- _To do_:
Please state how many lines in the records below contain the word "instance", giving only the number.

- _Data for processing_:
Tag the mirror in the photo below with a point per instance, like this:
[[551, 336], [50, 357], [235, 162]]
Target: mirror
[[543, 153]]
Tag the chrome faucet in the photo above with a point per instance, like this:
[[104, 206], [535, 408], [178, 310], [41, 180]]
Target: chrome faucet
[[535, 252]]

==

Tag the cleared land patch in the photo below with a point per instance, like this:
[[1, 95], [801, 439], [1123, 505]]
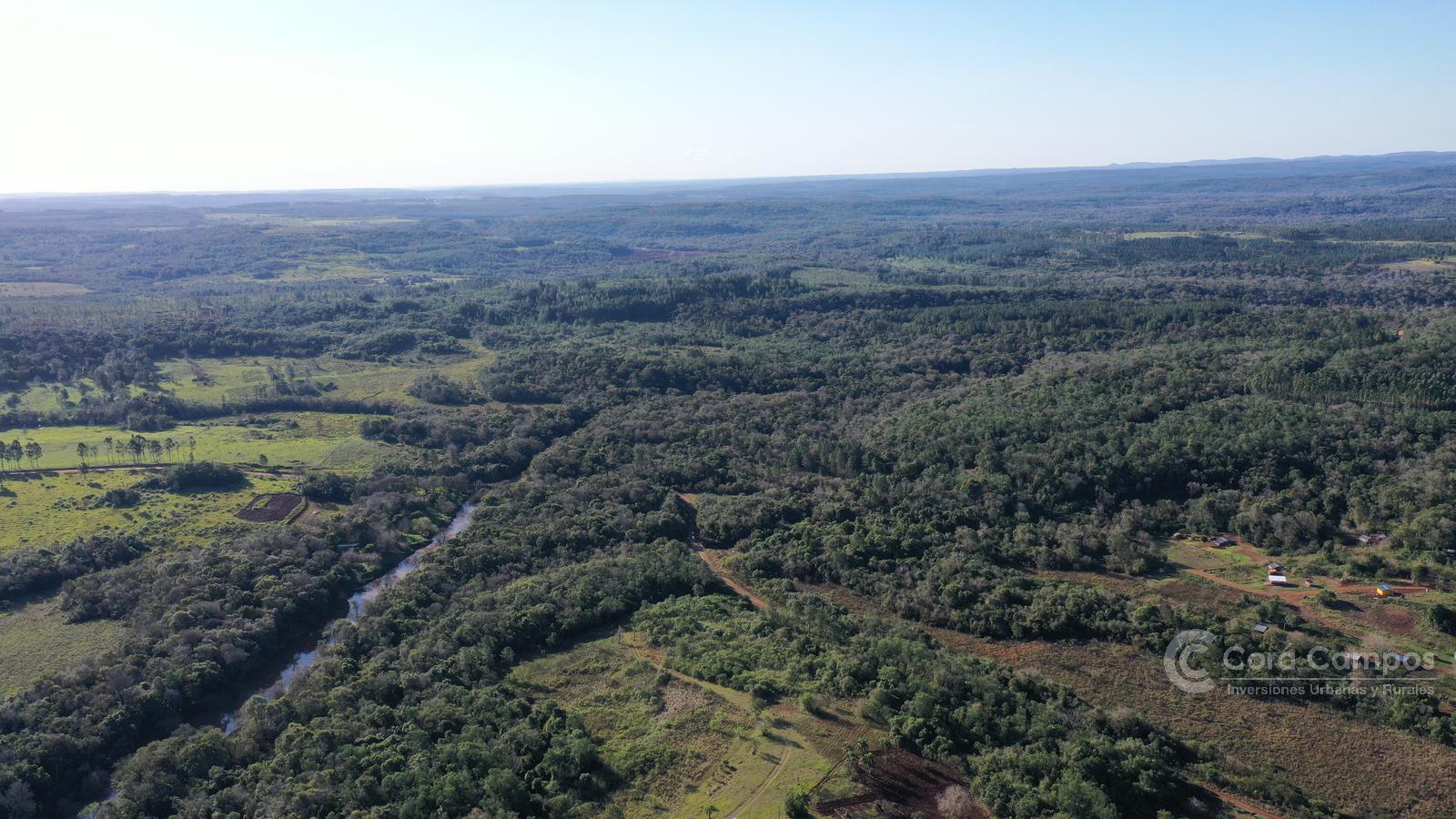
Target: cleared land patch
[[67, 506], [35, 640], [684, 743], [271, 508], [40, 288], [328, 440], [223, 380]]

==

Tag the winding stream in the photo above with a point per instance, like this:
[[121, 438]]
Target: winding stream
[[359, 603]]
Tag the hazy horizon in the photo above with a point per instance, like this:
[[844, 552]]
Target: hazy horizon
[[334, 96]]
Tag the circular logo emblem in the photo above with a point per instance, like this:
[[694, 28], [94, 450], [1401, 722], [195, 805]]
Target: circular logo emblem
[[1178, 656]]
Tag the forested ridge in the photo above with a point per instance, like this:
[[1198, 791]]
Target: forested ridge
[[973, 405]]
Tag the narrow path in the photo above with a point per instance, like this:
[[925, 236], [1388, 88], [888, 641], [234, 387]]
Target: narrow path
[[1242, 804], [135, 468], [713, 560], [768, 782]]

- _Response to this exercise_:
8